• [RECORDS FOR THE EXERCISE]
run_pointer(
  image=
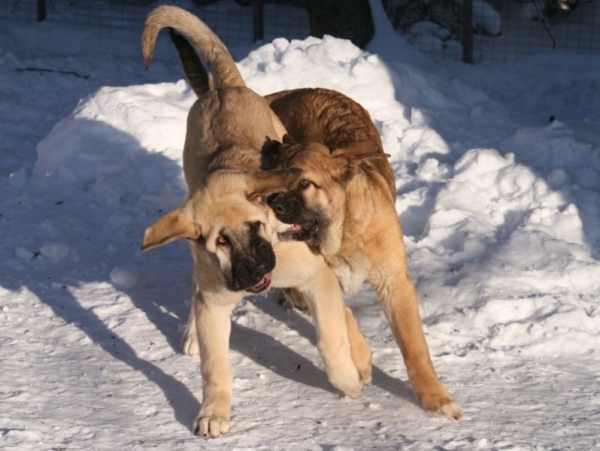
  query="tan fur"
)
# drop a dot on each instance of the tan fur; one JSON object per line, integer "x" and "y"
{"x": 227, "y": 127}
{"x": 365, "y": 242}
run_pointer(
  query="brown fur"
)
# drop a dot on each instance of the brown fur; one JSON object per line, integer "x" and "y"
{"x": 225, "y": 220}
{"x": 363, "y": 239}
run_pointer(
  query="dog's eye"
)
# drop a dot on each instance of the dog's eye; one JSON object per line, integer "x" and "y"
{"x": 222, "y": 240}
{"x": 254, "y": 226}
{"x": 304, "y": 184}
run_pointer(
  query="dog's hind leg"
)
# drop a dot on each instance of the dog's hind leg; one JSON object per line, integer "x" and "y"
{"x": 326, "y": 306}
{"x": 398, "y": 298}
{"x": 359, "y": 348}
{"x": 189, "y": 339}
{"x": 298, "y": 267}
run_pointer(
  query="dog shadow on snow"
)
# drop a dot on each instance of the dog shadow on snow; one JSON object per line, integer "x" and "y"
{"x": 104, "y": 240}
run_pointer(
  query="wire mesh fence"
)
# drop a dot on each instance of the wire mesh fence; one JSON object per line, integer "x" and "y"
{"x": 233, "y": 21}
{"x": 500, "y": 29}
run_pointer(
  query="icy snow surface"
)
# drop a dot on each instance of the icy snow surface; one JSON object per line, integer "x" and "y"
{"x": 501, "y": 214}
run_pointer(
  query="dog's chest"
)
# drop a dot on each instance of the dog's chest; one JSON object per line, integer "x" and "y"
{"x": 351, "y": 269}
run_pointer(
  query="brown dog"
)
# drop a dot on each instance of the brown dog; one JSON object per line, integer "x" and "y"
{"x": 232, "y": 233}
{"x": 343, "y": 207}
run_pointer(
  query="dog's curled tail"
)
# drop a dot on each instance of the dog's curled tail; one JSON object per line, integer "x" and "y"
{"x": 224, "y": 71}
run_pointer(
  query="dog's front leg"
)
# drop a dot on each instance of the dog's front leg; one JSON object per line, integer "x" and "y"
{"x": 213, "y": 325}
{"x": 324, "y": 299}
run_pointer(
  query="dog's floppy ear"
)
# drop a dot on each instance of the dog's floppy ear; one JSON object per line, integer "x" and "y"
{"x": 173, "y": 226}
{"x": 270, "y": 152}
{"x": 347, "y": 159}
{"x": 288, "y": 139}
{"x": 263, "y": 183}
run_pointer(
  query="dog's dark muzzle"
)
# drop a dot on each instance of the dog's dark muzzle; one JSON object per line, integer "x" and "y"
{"x": 251, "y": 271}
{"x": 286, "y": 206}
{"x": 304, "y": 224}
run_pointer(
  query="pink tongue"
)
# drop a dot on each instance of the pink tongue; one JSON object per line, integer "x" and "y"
{"x": 266, "y": 279}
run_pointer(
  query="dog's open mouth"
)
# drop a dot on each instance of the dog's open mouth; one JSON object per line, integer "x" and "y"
{"x": 301, "y": 232}
{"x": 262, "y": 285}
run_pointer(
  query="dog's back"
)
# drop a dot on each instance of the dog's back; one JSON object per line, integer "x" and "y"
{"x": 333, "y": 119}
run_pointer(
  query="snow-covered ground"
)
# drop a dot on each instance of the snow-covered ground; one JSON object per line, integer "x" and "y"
{"x": 501, "y": 210}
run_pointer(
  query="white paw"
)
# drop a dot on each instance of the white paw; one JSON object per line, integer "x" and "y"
{"x": 351, "y": 385}
{"x": 451, "y": 411}
{"x": 210, "y": 426}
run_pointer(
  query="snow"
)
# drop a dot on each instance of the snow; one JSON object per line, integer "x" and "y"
{"x": 501, "y": 212}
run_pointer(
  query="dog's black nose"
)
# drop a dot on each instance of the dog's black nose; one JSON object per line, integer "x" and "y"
{"x": 279, "y": 208}
{"x": 277, "y": 203}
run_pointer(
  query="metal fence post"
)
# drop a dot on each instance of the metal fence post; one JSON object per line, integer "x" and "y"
{"x": 467, "y": 37}
{"x": 41, "y": 8}
{"x": 258, "y": 20}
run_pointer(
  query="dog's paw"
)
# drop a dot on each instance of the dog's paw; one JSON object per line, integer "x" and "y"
{"x": 351, "y": 386}
{"x": 189, "y": 342}
{"x": 450, "y": 410}
{"x": 442, "y": 405}
{"x": 211, "y": 426}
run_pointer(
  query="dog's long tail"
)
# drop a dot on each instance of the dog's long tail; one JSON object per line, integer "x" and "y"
{"x": 224, "y": 71}
{"x": 193, "y": 68}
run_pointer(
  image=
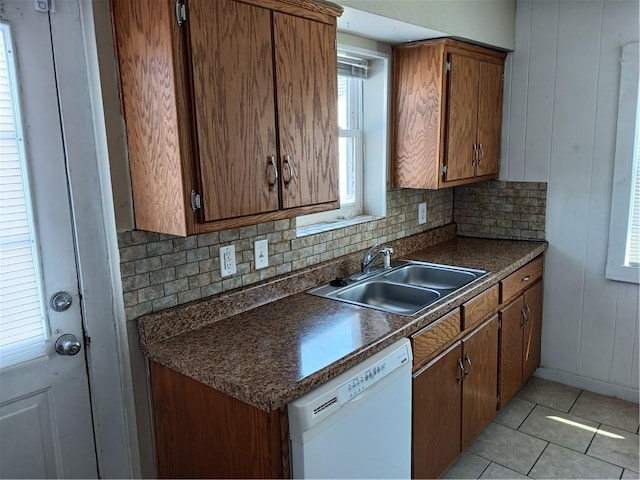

• [WHAT THE TASK ASKS] Pull out every line in the rows above that contains the word "shadow", and copy each one in full.

• [RESPONSE TO THE EXERCISE]
  query="dog shadow on snow"
# drop a dot on each instance of the dog shadow on snow; one JSON object per line, integer "x" and "y"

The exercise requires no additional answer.